#### WHAT YOU ARE ASKED TO DO:
Nothing before the line containing "earring in the photo above." belongs in the answer; quote that line and all lines after it through the end of the material, word for word.

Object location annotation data
------------------------------------------------

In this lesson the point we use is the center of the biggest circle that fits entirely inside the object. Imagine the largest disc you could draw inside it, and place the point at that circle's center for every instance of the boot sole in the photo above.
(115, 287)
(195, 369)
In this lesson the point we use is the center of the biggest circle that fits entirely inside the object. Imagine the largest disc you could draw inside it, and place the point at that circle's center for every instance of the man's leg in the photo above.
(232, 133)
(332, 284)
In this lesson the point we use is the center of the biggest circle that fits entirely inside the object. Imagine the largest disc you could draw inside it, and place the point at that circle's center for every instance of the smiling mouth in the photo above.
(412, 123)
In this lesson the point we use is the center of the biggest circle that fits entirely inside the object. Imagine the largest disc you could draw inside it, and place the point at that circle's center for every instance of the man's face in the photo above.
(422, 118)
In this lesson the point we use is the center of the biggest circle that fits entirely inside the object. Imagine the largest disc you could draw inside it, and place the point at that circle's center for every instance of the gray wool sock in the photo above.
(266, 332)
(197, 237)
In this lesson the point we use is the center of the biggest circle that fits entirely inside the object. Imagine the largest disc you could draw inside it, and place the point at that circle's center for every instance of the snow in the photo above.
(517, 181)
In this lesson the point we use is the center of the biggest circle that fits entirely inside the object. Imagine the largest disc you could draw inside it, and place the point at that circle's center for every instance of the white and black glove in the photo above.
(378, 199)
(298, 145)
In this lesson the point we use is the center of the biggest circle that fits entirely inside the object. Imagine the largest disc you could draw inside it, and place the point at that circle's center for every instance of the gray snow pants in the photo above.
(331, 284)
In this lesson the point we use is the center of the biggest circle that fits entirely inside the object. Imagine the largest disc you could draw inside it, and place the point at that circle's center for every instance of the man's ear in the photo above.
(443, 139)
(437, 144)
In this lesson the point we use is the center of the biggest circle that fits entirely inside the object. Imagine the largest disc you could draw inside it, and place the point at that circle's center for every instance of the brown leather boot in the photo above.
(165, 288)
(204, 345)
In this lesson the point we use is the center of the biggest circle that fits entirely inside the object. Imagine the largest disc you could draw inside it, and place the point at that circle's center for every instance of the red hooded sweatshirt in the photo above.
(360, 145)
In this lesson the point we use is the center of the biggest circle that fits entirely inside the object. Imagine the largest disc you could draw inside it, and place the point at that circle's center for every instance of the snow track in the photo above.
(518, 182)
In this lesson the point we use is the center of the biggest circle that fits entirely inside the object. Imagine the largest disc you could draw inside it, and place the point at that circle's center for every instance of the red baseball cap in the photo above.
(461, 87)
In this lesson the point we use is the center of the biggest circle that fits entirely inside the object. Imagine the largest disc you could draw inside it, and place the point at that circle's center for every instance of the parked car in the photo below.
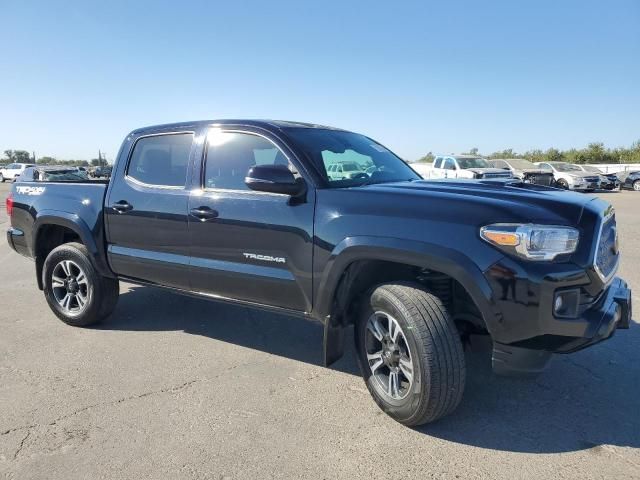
(465, 166)
(11, 171)
(570, 177)
(608, 181)
(630, 180)
(52, 174)
(414, 266)
(524, 170)
(102, 172)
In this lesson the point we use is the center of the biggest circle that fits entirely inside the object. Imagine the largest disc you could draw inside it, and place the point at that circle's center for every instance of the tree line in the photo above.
(22, 156)
(595, 152)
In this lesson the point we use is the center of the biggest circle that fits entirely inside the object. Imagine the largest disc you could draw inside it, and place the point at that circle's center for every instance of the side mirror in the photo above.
(274, 179)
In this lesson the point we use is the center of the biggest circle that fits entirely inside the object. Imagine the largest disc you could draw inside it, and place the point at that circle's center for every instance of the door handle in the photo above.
(122, 206)
(203, 213)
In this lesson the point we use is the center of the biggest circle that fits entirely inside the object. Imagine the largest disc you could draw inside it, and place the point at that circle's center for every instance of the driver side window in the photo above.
(230, 155)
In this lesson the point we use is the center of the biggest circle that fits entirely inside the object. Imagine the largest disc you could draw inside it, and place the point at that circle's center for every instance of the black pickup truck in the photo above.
(245, 211)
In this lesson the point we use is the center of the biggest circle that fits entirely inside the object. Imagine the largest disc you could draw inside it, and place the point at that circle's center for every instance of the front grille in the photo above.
(607, 255)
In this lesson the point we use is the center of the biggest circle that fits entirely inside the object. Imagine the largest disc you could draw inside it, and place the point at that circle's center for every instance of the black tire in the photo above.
(435, 348)
(100, 293)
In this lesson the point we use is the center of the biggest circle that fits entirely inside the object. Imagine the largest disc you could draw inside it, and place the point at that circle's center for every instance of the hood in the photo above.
(483, 202)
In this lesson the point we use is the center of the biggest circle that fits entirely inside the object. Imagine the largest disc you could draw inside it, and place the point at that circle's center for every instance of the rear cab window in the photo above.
(161, 160)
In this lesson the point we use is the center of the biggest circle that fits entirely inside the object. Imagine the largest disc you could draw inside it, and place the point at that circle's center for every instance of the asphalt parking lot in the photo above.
(176, 387)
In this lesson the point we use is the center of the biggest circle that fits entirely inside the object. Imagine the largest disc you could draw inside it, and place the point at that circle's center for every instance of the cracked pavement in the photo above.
(176, 387)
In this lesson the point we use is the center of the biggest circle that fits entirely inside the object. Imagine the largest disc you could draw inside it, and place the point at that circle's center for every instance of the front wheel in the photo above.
(74, 290)
(410, 354)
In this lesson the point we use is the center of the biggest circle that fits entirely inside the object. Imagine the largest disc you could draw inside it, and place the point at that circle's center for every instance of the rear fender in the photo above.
(76, 224)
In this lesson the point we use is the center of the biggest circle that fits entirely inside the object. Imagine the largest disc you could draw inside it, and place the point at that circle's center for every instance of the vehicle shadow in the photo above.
(582, 401)
(155, 309)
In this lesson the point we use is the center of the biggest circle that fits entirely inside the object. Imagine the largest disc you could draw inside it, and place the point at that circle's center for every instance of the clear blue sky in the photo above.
(418, 76)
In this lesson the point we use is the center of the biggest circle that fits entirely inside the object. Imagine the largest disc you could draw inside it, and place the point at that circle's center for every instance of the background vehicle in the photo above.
(570, 177)
(11, 171)
(630, 180)
(524, 170)
(102, 172)
(465, 166)
(246, 211)
(343, 170)
(608, 181)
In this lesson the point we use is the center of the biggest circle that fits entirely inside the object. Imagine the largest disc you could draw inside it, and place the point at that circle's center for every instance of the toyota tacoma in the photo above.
(246, 211)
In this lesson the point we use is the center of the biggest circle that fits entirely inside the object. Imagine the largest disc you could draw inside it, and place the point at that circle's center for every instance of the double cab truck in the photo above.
(245, 211)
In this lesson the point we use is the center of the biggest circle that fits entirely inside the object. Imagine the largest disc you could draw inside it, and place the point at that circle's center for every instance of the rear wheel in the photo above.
(74, 290)
(410, 354)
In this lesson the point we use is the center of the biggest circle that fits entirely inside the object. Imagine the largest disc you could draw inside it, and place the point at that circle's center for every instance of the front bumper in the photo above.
(523, 302)
(613, 310)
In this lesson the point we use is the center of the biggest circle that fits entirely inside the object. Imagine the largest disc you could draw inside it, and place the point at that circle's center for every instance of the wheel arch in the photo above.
(351, 252)
(54, 228)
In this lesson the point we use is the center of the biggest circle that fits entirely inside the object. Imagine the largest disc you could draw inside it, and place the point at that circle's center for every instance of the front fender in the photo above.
(451, 262)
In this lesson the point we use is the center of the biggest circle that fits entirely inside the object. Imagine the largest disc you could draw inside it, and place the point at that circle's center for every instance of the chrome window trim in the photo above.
(135, 181)
(203, 169)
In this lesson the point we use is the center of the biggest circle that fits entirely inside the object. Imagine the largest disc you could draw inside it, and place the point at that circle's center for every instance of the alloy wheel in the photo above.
(70, 287)
(388, 356)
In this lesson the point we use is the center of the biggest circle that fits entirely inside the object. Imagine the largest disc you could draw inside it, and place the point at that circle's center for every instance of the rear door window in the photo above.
(161, 160)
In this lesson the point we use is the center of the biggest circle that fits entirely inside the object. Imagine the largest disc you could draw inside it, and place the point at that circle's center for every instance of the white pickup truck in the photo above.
(460, 166)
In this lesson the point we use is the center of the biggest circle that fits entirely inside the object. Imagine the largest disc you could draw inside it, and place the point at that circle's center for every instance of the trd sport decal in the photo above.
(264, 258)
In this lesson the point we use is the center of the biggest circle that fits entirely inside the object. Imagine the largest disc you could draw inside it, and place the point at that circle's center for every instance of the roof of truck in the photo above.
(265, 124)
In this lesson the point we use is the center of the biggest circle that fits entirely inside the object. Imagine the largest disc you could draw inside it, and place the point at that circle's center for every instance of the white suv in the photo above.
(570, 177)
(13, 170)
(465, 166)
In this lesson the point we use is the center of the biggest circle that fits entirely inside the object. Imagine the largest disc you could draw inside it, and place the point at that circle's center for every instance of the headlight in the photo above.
(533, 242)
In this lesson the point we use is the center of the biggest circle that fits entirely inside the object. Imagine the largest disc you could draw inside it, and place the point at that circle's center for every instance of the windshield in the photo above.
(363, 160)
(466, 162)
(566, 167)
(522, 164)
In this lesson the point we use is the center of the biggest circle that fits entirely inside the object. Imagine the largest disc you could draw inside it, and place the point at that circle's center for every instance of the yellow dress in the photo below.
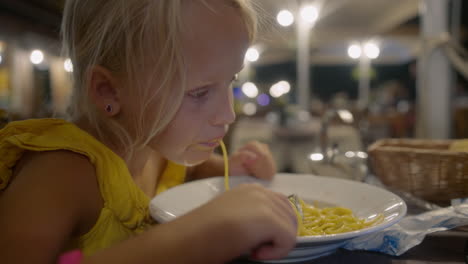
(125, 210)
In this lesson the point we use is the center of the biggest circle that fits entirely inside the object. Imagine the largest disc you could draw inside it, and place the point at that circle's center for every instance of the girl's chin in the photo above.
(193, 160)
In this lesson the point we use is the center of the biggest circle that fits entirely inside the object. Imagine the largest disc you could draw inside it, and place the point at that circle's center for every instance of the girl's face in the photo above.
(214, 45)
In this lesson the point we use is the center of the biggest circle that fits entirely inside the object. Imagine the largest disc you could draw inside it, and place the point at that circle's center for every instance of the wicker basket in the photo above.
(424, 168)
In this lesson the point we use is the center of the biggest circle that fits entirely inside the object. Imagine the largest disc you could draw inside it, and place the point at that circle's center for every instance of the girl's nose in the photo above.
(224, 114)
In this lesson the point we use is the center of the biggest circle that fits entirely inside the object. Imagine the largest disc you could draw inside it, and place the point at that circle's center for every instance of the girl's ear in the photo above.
(104, 90)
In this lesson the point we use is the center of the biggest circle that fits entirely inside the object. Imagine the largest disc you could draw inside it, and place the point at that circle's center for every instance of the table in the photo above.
(444, 247)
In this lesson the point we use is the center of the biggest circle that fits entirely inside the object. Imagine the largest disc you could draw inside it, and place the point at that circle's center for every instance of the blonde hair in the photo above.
(136, 38)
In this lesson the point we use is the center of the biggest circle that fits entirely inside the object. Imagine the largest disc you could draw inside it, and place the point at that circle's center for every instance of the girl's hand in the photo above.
(249, 219)
(253, 159)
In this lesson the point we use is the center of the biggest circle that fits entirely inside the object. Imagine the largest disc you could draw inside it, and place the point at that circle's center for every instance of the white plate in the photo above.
(365, 200)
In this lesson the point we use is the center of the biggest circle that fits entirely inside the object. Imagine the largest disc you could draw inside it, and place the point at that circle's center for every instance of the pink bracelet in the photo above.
(72, 257)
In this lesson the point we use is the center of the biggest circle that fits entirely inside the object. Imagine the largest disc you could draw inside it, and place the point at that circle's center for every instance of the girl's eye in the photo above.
(198, 93)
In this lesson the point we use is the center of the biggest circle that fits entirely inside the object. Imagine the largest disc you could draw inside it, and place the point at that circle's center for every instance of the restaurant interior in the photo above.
(373, 91)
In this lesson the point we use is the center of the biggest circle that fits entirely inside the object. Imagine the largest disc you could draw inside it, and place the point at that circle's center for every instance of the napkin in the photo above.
(411, 230)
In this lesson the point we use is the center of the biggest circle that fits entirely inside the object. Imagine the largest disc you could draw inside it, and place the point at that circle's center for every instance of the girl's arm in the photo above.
(55, 197)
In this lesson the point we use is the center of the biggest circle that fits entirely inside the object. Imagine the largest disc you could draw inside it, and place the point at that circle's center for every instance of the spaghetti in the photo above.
(226, 165)
(330, 220)
(317, 221)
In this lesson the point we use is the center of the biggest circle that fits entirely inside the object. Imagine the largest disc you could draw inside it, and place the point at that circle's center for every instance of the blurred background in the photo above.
(323, 81)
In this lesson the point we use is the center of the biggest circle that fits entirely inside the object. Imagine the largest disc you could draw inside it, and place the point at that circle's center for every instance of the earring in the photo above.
(109, 108)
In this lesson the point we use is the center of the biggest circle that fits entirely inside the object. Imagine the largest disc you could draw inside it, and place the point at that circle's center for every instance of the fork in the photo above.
(294, 199)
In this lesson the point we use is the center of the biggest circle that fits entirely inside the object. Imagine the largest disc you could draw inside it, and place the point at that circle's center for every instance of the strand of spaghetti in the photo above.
(226, 165)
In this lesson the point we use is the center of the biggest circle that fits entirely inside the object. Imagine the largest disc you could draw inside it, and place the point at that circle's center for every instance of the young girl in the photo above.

------------------------------------------------

#### EXERCISE OUTPUT:
In this lesson the point we use is the center of the biggest circle that fits entirely inside the object. Imagine the largest disc you could draw inside it, and place the point at that circle's center for every instance of the earring in the photo above.
(109, 108)
In this lesson the point we use is the center of the biggest circle that fits entirely inside the object. Imagine the largest disc you could draw inside it, and place the point at that circle's center for every instance of the fork in the photo above.
(294, 199)
In this lesson the point we use is the center of the biggest circle that fits entirely inside the object. Imagine the largest disc you could draw inside it, and place the point at that circle's center for every instance of the strand of spaghetti in the photo above.
(226, 165)
In this lesson the point we use is the center of the biggest circle that fits entirely inside the object. Imagine the largest disc you could draw inside it, and place the point at that circle's center for every instance of the young girl in the photo above.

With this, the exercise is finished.